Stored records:
= = =

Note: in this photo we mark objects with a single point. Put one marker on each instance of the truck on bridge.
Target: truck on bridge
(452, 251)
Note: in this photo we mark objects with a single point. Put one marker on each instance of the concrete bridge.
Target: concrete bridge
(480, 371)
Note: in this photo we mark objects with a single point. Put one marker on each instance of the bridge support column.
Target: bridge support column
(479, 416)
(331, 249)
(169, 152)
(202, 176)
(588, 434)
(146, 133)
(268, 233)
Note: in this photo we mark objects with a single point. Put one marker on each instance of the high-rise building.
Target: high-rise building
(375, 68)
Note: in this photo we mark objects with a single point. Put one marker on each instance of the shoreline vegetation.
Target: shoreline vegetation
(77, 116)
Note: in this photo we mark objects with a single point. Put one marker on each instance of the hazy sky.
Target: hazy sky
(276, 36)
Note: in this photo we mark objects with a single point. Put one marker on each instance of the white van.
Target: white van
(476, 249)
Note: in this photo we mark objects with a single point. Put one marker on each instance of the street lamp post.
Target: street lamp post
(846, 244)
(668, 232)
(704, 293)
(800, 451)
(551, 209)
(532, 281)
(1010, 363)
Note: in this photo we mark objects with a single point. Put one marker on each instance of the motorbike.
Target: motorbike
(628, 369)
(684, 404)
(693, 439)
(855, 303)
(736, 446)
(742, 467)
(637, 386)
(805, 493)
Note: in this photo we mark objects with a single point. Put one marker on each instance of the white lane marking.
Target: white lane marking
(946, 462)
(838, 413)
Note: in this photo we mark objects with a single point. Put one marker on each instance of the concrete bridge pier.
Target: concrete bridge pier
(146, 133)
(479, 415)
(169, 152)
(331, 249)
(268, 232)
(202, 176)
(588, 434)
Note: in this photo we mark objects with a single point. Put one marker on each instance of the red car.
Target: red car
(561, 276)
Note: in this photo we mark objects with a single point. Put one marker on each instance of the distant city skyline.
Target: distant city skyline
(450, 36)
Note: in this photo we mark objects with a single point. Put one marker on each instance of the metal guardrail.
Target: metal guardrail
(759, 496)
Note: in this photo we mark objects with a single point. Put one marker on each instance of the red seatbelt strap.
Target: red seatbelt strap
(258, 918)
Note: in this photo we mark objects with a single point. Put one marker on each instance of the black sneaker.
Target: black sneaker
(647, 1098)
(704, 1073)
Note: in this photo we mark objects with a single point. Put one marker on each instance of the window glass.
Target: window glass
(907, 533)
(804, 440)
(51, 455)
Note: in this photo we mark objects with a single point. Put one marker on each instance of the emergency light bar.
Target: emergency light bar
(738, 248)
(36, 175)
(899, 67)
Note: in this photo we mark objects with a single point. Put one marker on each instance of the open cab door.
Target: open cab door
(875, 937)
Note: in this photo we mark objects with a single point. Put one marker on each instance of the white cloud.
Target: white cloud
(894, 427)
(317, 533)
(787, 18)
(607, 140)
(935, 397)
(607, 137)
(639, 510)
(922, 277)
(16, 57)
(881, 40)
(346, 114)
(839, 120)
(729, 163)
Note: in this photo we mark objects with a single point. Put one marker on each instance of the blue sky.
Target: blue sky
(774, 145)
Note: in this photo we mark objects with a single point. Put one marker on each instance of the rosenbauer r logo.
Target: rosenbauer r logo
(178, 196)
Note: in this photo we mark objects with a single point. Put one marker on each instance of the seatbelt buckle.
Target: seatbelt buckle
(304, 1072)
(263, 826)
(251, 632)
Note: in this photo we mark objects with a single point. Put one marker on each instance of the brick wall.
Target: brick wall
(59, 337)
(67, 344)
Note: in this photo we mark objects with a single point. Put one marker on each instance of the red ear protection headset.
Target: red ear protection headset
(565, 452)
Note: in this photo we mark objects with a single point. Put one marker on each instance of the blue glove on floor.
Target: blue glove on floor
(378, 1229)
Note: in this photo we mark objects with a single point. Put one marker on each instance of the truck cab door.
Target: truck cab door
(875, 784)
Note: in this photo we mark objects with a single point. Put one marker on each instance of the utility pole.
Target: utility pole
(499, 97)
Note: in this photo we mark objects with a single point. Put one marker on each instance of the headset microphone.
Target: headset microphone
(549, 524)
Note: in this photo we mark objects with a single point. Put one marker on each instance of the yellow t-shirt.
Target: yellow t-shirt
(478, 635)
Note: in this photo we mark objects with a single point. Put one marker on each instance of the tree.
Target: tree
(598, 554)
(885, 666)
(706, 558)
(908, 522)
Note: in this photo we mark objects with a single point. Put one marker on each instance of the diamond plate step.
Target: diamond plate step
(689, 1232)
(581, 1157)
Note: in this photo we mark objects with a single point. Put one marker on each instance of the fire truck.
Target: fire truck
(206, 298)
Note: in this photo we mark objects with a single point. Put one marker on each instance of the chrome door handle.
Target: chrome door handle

= = =

Reproduce the complete set of lines precisely as supplied.

Note: in this photo we mark objects with a single point. Put one marker on each instance of the truck on bridge.
Target: truck on bridge
(452, 251)
Note: in this photo we mark objects with a single point. Put one marker on each instance of the concrete bridge.
Target: concrete bridge
(480, 371)
Note: in this photo we mark objects with a single point. Put one marker on each instance of the bridge support column.
Target: bridge support column
(479, 416)
(331, 249)
(169, 152)
(202, 176)
(588, 434)
(146, 133)
(268, 233)
Note: in this photo we mark objects with a single point. Put one marker on each instance of the high-rise building.
Target: high-rise building
(375, 68)
Note: in this photo we mark objects with a single point. Put one marker on each instance of the shoreline vegetation.
Target: shoreline vegetation
(77, 116)
Note: in this photo we mark objects with a single point. Put one marker on each instance of the hazy sky.
Target: hazy sky
(276, 36)
Note: in this photo we mark objects with a single point. Put one marker on each instance of the white van.
Target: white van
(476, 249)
Note: in this photo we mark objects with a single point. Put one marker on each instance of the street lamp post.
Target: street lamp post
(846, 244)
(668, 232)
(704, 293)
(800, 451)
(551, 209)
(532, 281)
(1010, 363)
Note: in this photo we mark objects with a single point. Put one marker on each instance of the motorbike.
Target: motorbike
(628, 369)
(684, 404)
(693, 439)
(855, 303)
(736, 446)
(742, 467)
(637, 386)
(805, 493)
Note: in this photo we mark objects with a single point. Put one marker on each instance of the white lane marking.
Target: white lane marking
(946, 462)
(838, 413)
Note: in this photo we mark objects with a single point. Put one marker on each instance of the concrete bridge pier.
Target: concrete bridge pier
(146, 133)
(479, 415)
(169, 152)
(331, 249)
(268, 232)
(202, 176)
(588, 434)
Note: in this photo we mark objects with a single point. Put one marker on each instance of the red car.
Target: red car
(561, 276)
Note: in this photo we mark objects with a single point. Put one marker on each instance of the distant city skyline.
Target: distant city skyline
(450, 36)
Note: in this photo we mark objects with a single point. Put one marker on each instance of the metal guardrail.
Target: metal guardrail
(759, 496)
Note: in this photo we mark objects with a single point. Put one marker on each instance of the red seatbelt strap.
Target: red seatbelt strap
(258, 918)
Note: in this photo we mark objects with a single point. Put one marker on each instance of the black sneaker.
Target: black sneaker
(647, 1098)
(704, 1073)
Note: in this photo we mark objects with a single point. Put one marker on each instance of the window glass.
Target: window glass
(907, 533)
(804, 440)
(51, 455)
Note: in this photo we mark objects with a single point. Put one marker on each instance of the emergency light bar.
Target: emergency light bar
(738, 248)
(36, 175)
(899, 67)
Note: in this photo we mark objects with a single point. Put one marker on each instance of the open cab door.
Target: open cab door
(875, 937)
Note: in this photo we mark objects with a single point. Put one marker on each instance of the white cloud.
Target: white cloud
(894, 427)
(317, 533)
(787, 18)
(607, 140)
(935, 397)
(607, 137)
(639, 510)
(922, 277)
(16, 57)
(881, 40)
(346, 114)
(839, 120)
(729, 163)
Note: in this photo we mark objects with a single point. Put one marker on each instance of the blue sky.
Target: blue sky
(774, 145)
Note: in this photo we mark objects with a single point. Put one marker on each instance of the rosenbauer r logo.
Target: rosenbauer r logo
(178, 196)
Note: in this photo we mark objects with a single point. Put one marker on each instance of the seatbelt buckle.
Target: seatbelt buckle
(304, 1072)
(263, 826)
(251, 632)
Note: in this photo we mark objects with a single point. Put one marker on each instance of the brick wall.
Target: brick wall
(59, 337)
(67, 344)
Note: in this photo we mark objects with a single point. Put one marker on each instance of the red ear protection headset.
Target: red ear protection headset
(565, 452)
Note: in this photo we mark objects with a single point. Put one marker on each instance of the blue glove on floor.
Target: blue glove on floor
(378, 1229)
Note: in this photo we mark objects with a single point. Put one marker on each instance of the truck cab door.
Target: truck cab door
(875, 784)
Note: in this photo we mark objects with a single point. Put one marker on each instance of the utility pole.
Target: utility pole
(499, 97)
Note: in this photo we mark objects with a single point. Put one marker on each instance of the headset microphone.
Target: headset microphone
(549, 524)
Note: in this photo we mark objects with a single point. Put one marker on each instance of the yellow t-shirt.
Target: yellow t-shirt
(478, 635)
Note: in this photo we mark objects with a single point. Put one marker on each instance of the tree.
Target: tree
(598, 554)
(885, 666)
(706, 558)
(908, 522)
Note: in this photo we mark objects with a single point. Put one marker on each instance of the diamond plate step.
Target: diamond plate step
(689, 1232)
(581, 1157)
Note: in this photo we mark objects with a single point. Put one marker on each instance of the fire truck.
Target: fire truck
(206, 298)
Note: in this photo we mark objects with a single point. Put one marker on each instance of the chrome door handle.
Target: chrome door handle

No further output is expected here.